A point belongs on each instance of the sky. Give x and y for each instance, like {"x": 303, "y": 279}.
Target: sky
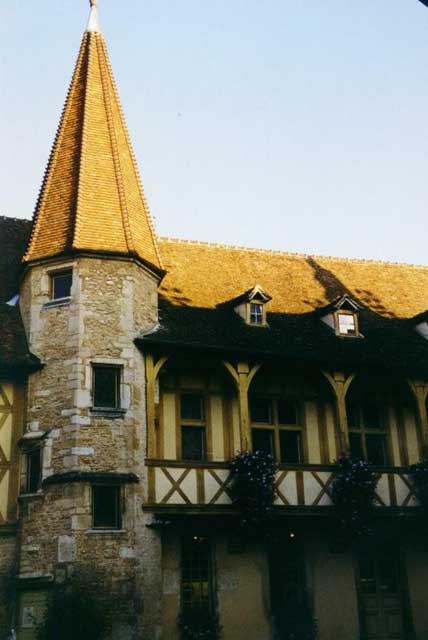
{"x": 294, "y": 125}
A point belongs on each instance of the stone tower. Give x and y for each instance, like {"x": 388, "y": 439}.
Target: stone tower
{"x": 92, "y": 271}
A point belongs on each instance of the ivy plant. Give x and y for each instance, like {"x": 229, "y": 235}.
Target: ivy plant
{"x": 253, "y": 487}
{"x": 353, "y": 494}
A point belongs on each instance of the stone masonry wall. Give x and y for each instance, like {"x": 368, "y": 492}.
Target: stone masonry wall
{"x": 111, "y": 302}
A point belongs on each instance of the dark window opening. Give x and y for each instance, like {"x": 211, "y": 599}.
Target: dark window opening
{"x": 287, "y": 411}
{"x": 291, "y": 446}
{"x": 61, "y": 285}
{"x": 106, "y": 387}
{"x": 192, "y": 407}
{"x": 196, "y": 580}
{"x": 261, "y": 410}
{"x": 193, "y": 443}
{"x": 263, "y": 440}
{"x": 106, "y": 507}
{"x": 34, "y": 470}
{"x": 256, "y": 313}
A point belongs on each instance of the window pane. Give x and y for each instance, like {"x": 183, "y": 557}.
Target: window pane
{"x": 260, "y": 410}
{"x": 347, "y": 325}
{"x": 372, "y": 414}
{"x": 353, "y": 415}
{"x": 34, "y": 469}
{"x": 196, "y": 579}
{"x": 61, "y": 285}
{"x": 106, "y": 387}
{"x": 376, "y": 449}
{"x": 256, "y": 313}
{"x": 287, "y": 411}
{"x": 291, "y": 446}
{"x": 193, "y": 443}
{"x": 356, "y": 445}
{"x": 263, "y": 440}
{"x": 106, "y": 507}
{"x": 192, "y": 407}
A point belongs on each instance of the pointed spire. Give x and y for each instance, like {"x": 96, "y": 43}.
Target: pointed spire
{"x": 93, "y": 23}
{"x": 92, "y": 198}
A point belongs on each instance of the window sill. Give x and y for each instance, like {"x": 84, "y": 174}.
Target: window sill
{"x": 107, "y": 413}
{"x": 106, "y": 532}
{"x": 58, "y": 302}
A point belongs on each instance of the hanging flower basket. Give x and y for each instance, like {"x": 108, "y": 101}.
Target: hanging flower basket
{"x": 418, "y": 474}
{"x": 253, "y": 488}
{"x": 353, "y": 495}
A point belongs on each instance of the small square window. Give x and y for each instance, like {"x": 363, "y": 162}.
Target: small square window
{"x": 256, "y": 313}
{"x": 193, "y": 443}
{"x": 261, "y": 410}
{"x": 106, "y": 387}
{"x": 192, "y": 407}
{"x": 61, "y": 285}
{"x": 106, "y": 507}
{"x": 291, "y": 446}
{"x": 287, "y": 411}
{"x": 347, "y": 324}
{"x": 263, "y": 440}
{"x": 33, "y": 470}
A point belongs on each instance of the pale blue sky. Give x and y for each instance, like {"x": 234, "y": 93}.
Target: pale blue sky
{"x": 298, "y": 125}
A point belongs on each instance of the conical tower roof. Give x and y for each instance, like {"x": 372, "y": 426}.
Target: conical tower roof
{"x": 92, "y": 199}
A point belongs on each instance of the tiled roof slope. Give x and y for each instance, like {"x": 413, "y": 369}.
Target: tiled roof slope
{"x": 92, "y": 198}
{"x": 205, "y": 275}
{"x": 14, "y": 236}
{"x": 202, "y": 278}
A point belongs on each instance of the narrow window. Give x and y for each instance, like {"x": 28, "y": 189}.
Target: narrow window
{"x": 263, "y": 440}
{"x": 196, "y": 581}
{"x": 256, "y": 313}
{"x": 106, "y": 507}
{"x": 106, "y": 386}
{"x": 33, "y": 470}
{"x": 61, "y": 284}
{"x": 193, "y": 427}
{"x": 346, "y": 324}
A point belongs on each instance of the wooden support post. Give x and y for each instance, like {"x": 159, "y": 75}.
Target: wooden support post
{"x": 340, "y": 384}
{"x": 420, "y": 391}
{"x": 243, "y": 376}
{"x": 152, "y": 372}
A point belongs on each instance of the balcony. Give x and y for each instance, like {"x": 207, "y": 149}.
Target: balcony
{"x": 204, "y": 487}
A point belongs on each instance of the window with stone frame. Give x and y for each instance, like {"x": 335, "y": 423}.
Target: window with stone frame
{"x": 106, "y": 381}
{"x": 61, "y": 282}
{"x": 106, "y": 506}
{"x": 33, "y": 469}
{"x": 276, "y": 428}
{"x": 193, "y": 427}
{"x": 197, "y": 591}
{"x": 368, "y": 430}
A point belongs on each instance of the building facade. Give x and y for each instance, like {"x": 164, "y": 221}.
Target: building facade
{"x": 133, "y": 368}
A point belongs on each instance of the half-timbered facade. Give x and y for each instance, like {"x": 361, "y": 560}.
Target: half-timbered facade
{"x": 133, "y": 369}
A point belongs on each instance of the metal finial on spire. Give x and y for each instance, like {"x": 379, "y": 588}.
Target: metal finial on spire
{"x": 93, "y": 24}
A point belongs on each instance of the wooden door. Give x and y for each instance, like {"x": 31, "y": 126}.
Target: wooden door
{"x": 380, "y": 594}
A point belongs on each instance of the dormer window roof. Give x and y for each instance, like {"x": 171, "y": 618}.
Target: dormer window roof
{"x": 251, "y": 306}
{"x": 343, "y": 317}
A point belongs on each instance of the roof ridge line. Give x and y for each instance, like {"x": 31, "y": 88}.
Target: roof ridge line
{"x": 219, "y": 245}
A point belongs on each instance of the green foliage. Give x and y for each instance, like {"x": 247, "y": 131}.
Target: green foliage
{"x": 253, "y": 487}
{"x": 353, "y": 493}
{"x": 78, "y": 609}
{"x": 418, "y": 474}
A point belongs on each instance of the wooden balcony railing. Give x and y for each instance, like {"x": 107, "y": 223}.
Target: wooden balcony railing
{"x": 174, "y": 484}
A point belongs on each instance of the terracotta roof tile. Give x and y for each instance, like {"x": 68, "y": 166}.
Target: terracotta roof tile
{"x": 92, "y": 198}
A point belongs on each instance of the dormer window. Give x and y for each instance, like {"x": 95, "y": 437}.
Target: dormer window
{"x": 251, "y": 306}
{"x": 256, "y": 313}
{"x": 342, "y": 317}
{"x": 346, "y": 323}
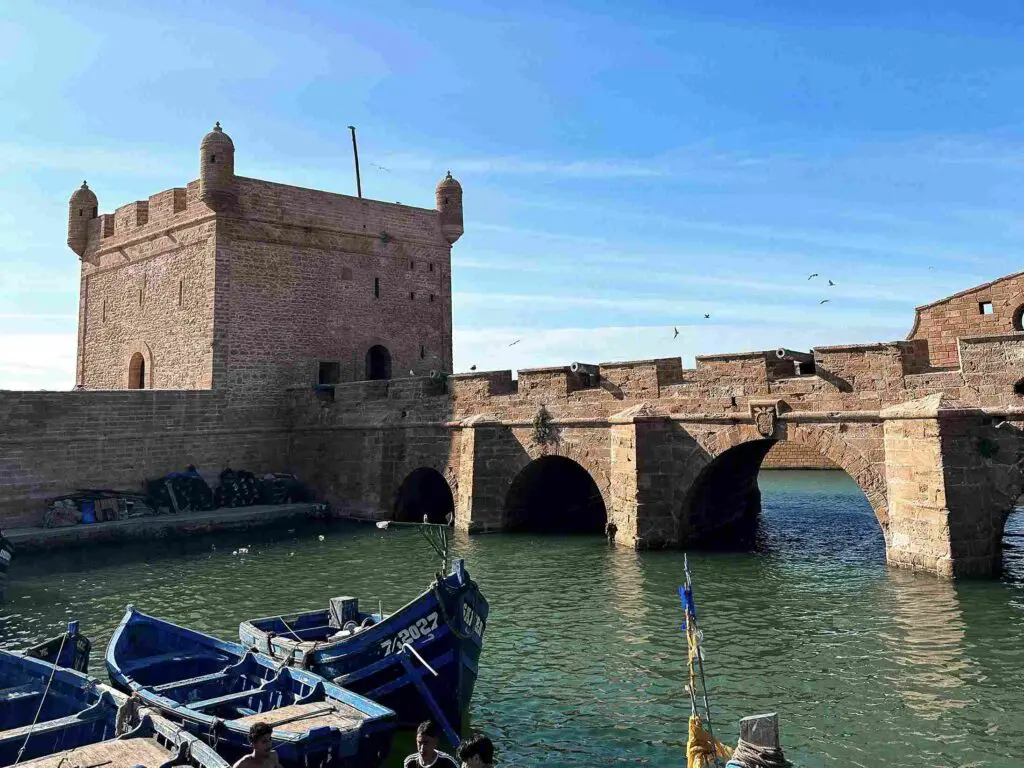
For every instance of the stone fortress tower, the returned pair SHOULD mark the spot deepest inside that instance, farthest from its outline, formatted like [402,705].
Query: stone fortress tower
[233,283]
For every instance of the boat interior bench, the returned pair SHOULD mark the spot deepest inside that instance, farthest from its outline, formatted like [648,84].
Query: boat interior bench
[14,700]
[193,681]
[208,660]
[254,700]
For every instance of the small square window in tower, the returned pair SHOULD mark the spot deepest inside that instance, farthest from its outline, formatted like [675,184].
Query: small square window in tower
[330,373]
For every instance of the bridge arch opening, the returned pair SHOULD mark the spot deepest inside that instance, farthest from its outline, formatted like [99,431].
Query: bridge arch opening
[554,495]
[797,513]
[424,497]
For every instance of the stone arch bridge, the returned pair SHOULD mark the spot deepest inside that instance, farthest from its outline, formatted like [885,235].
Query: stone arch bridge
[672,456]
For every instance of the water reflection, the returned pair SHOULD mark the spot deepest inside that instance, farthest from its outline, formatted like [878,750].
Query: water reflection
[584,662]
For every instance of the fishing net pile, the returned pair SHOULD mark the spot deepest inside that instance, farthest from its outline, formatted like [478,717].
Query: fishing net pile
[180,492]
[238,487]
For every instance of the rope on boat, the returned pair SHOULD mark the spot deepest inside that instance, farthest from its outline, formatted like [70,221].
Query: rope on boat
[42,700]
[752,756]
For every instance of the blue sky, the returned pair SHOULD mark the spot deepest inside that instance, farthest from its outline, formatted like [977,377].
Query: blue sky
[628,167]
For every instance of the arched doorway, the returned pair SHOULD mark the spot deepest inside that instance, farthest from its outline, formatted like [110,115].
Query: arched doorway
[424,494]
[378,363]
[136,372]
[803,514]
[722,507]
[554,495]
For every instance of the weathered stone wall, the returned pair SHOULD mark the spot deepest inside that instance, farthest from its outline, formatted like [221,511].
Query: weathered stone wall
[963,314]
[146,288]
[795,456]
[312,276]
[54,442]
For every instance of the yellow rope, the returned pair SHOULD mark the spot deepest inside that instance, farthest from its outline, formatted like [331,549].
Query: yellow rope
[701,749]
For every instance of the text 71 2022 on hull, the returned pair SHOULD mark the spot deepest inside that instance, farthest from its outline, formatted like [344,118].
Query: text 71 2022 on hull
[420,660]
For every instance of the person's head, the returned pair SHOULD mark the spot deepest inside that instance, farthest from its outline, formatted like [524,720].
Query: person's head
[261,737]
[426,739]
[477,752]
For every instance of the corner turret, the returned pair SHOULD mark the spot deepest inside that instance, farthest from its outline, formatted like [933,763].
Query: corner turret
[82,208]
[216,170]
[450,208]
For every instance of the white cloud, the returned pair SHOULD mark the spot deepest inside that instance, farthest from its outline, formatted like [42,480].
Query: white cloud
[488,349]
[38,360]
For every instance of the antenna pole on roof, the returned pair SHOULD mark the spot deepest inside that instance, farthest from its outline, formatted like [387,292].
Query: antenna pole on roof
[355,153]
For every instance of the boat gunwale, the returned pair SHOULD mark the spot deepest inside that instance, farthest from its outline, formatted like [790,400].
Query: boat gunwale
[322,649]
[372,713]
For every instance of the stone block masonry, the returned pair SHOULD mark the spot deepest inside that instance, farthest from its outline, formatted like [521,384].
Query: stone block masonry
[53,442]
[251,287]
[245,294]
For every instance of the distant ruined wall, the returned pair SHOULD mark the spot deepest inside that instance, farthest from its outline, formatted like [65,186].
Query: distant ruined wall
[992,308]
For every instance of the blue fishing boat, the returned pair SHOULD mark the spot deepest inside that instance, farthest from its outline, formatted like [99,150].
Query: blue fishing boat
[52,717]
[70,649]
[217,690]
[420,660]
[6,553]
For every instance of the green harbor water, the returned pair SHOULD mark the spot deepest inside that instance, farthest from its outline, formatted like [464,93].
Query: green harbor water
[584,663]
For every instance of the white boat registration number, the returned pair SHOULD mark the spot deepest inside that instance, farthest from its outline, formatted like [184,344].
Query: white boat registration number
[423,629]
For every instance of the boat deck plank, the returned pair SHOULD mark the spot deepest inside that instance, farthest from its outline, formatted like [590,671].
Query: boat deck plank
[300,718]
[125,754]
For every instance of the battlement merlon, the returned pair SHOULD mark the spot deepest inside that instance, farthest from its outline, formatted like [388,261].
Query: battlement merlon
[219,193]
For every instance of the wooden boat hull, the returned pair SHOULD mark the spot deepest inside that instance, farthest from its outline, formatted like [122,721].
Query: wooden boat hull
[70,650]
[6,554]
[444,625]
[77,723]
[216,690]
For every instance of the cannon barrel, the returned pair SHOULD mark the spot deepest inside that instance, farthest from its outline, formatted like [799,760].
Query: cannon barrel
[585,369]
[792,354]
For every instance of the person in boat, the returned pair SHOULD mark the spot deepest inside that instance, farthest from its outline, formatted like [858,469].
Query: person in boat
[477,753]
[427,755]
[263,754]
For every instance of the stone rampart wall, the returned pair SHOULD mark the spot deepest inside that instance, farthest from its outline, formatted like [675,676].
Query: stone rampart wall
[54,442]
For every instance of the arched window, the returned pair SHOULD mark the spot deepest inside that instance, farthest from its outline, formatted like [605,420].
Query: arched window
[1019,318]
[378,363]
[136,372]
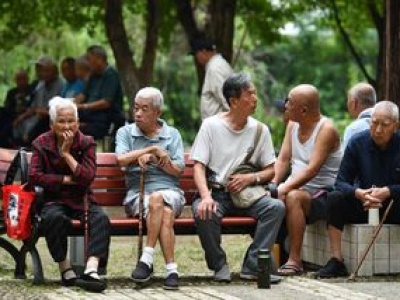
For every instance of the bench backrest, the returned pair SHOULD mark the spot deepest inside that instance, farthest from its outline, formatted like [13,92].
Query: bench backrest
[109,183]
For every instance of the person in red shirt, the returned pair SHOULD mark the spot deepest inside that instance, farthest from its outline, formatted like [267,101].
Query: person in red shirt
[64,165]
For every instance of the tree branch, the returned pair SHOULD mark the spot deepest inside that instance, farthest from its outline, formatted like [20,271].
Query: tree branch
[349,43]
[186,18]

▸ **Work instructions**: The lines from the one containing "For every instance of the arched window, the" up to and including the last line of the material above are to be given again exactly; any pictures are dropped.

▸ **Answer to this exercise**:
For every instance of the arched window, the returned pair SHOULD mark the spot deepest inside that instance, farthest from its outline, formatted like [605,420].
Query: arched window
[1019,318]
[378,363]
[136,372]
For every instance of the bench backrest, the returned pair SHOULD mark the spot deepest inside that instance, farthest from its outline, formatted like [13,92].
Query: bench backrest
[109,183]
For every instance of the person in red shirt, the returned pair SHOULD mark the spot deepest inside that instance, farthest from its outline, formatted like [267,101].
Query: person in red shirt
[64,165]
For every instance of the tree branch, the returned pair SHOULD mark the spot deepest inside that instance, farthest from its outline, formatted like [20,271].
Query: tree branch
[349,43]
[186,18]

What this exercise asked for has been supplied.